GIVEN PROBLEM 1:
Write out the part of the text on the song "Smoulder" that begins at the words "- Released: 23" and stops after the words "album, Vibrate You.".
GIVEN PROBLEM 2:
Answer these questions using the text on the song "Smoulder":
(a) At which studio was the song recorded?
(b) What position did the single reach on the UK Singles Chart?
(c) Which King Adora single came after "Smoulder" in the chronology?

Single by King Adora

from the album Vibrate You
- B-side: "Massive Ego", "Loved"
- Released: 23 October 2000
- Recorded: Sawmills Studios
- Genre: Punk rock, hard rock, glam rock
- Length: 2:07
- Label: Superior Quality Recordings
- Songwriters: Matt Browne, Martyn Nelson
- Producer: John Cornfield

King Adora singles chronology
| "Big Isn't Beautiful" (2000) | "Smoulder" (2000) | "Suffocate" (2001) |

= Smoulder (song) =

"Smoulder" is the third single by British glam rock band King Adora. The single was released on 23 October 2000 on Superior Quality Recordings and reached number 62 on the UK Singles Chart. The song would later be included as the opening track on the band's 2001 debut album, Vibrate You.

PROVIDED MATERIAL:
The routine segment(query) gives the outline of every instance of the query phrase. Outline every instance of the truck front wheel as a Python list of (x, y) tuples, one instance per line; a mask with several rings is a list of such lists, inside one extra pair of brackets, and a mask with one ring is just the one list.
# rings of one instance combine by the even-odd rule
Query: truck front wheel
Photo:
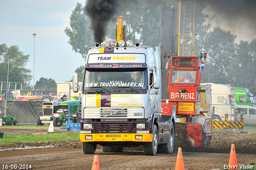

FINAL RESULT 1:
- Released: 23 October 2000
- Recorded: Sawmills Studios
- Genre: Punk rock, hard rock, glam rock
- Length: 2:07
- Label: Superior Quality Recordings
- Songwriters: Matt Browne, Martyn Nelson
- Producer: John Cornfield

King Adora singles chronology
| "Big Isn't Beautiful" (2000) | "Smoulder" (2000) | "Suffocate" (2001) |

= Smoulder (song) =

"Smoulder" is the third single by British glam rock band King Adora. The single was released on 23 October 2000 on Superior Quality Recordings and reached number 62 on the UK Singles Chart. The song would later be included as the opening track on the band's 2001 debut album, Vibrate You.

FINAL RESULT 2:
(a) Sawmills Studios
(b) Number 62
(c) "Suffocate" (2001)